Indeed, Le Maire hardly sounds like a man who is about to put the squeeze on France’s crown-jewel companies. Praising Renault, he called it an “industrial flagship that belongs to our culture, to our history. It represents 1 million jobs throughout our territory.”
When it comes to Air France, Le Maire said that France “had to save” the airline along with “the 350,000 direct and indirect jobs that go with it.” And behind Air France, there is plane manufacturer Airbus and its production ecosystem, representing more than 110,000 French jobs.
Still, he was at pains to say he “imposed conditions on Air France,” which now has to “become the most environmentally friendly airline in the world.”
The government said the flag carriers will have to lower domestic carbon emissions by 50 percent by 2024 compared with today, increasing the uptake of sustainable alternative fuels to 2 percent by 2025, and renew its fleet to more fuel-efficient aircraft. Air France will also have to reduce its short-haul capacity.
“As soon as there is a rail alternative to domestic flights with a duration of less than 2.5 hours, these domestic flights will have to be drastically reduced and, in fact, limited simply to transfers to a hub,” Le Maire told the French parliament last week.
A spokesperson for the French airline said the transformation plan would be finalized in the coming months. It would “have to strengthen its financial situation,” but also “contain an ambitious environmental roadmap.”

* _Data records_:
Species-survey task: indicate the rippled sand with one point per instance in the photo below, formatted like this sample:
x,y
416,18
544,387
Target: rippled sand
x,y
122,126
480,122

* _Short exercise A_:
Answer these from the passage on Renault and Air France, one line each:
(i) How many jobs did Le Maire say Renault represents throughout the territory?
(ii) By what percentage must domestic carbon emissions be lowered by 2024?
(iii) What rail travel time means domestic flights will have to be drastically reduced?
* _Short exercise B_: Pick up the passage on Renault and Air France after its final sentence and carry it forward.

* _Final answer A_:
(i) 1 million jobs.
(ii) 50 percent, compared with today.
(iii) Less than 2.5 hours.

* _Final answer B_:
EU competition chief Margrethe Vestager cleared the Air France state aid and said it is “good” that Paris had attached green strings, though such conditionality had not been required by Brussels.
The plan’s credibility is under question, however.
“We want to know exactly how airlines like Air France-KLM will make a green transition when there is absolutely no constraint, no sanction,” said Greenpeace in a tweet.
Karima Delli, a Green EU lawmaker who chairs Parliament’s Transport and Tourism Committee, was also skeptical. “Where are the constraints and sanctions in case [Air France] doesn’t follow up on its commitments?”
She said renewing the airline’s fleet will have a “near zero” effect on reducing emissions because the planes will still be consuming fossil fuels. “It’s why [Air France] must go further.”
An Air France spokesperson said: “Staying the current course and schedule for fleet renewal is in itself a commitment (and a financial effort) from Air France. Many companies are canceling or postponing their orders to preserve their treasury, which will slow the reduction of their emissions.”
Boosting the use of sustainable fuels is nothing new; the government’s own aviation roadmap — announced in January — already does that.
There’s also less than meets the eye to the promise to cut domestic flights.
Only a third of Air France’s daily flights are domestic and they account for a smaller proportion of its emissions due to their short distances. Those flights have been squeezed by low-cost competitors and fast trains for years, prompting the company to announce a reduction in domestic air travel by 15 percent over two years in 2019.
“To be credible, climate conditions have to cover all emissions, not just domestic,” said Andrew Murphy, aviation manager at the campaign group Transport & Environment. “And fleet renewals won’t be sufficient so long as these international flights are fueled with untaxed fossil kerosene.”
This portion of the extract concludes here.